Identify every line below that contains the string "clicks" and copy each of those lines in full. Matches must have the same case.

____ INPUT DATA

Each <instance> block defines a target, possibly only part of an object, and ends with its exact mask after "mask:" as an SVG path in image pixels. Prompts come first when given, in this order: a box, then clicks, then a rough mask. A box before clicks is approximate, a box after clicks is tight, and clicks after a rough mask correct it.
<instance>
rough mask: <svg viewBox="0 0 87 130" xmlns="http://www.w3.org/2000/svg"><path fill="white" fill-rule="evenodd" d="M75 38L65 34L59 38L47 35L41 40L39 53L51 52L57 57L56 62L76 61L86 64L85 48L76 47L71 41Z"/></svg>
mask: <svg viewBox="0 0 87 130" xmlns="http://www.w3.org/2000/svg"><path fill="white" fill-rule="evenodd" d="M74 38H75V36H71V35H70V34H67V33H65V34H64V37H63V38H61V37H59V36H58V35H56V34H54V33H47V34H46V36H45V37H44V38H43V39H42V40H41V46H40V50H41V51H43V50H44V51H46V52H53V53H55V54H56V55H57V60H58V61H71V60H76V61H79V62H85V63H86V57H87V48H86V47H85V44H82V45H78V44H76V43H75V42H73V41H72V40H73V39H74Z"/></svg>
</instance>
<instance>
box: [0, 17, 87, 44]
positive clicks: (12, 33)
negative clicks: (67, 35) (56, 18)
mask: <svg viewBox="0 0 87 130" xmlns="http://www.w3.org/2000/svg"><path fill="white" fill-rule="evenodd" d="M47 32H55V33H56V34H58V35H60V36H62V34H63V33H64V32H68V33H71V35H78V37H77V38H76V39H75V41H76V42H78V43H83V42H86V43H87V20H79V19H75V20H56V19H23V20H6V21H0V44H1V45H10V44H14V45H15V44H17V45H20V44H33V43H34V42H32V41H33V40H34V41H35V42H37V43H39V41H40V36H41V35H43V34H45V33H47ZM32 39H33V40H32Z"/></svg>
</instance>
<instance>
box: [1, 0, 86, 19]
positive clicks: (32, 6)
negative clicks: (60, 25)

________

**RESULT BELOW**
Each <instance> block defines a target, possibly only part of an object, and ends with its exact mask after "mask:" as an SVG path in image pixels. Prompts come first when given, in this order: a box, then clicks, then a rough mask. A box before clicks is approximate, a box after clicks is tight, and clicks after a rough mask correct it.
positive clicks: (12, 33)
negative clicks: (67, 35) (56, 18)
positive clicks: (32, 6)
negative clicks: (60, 25)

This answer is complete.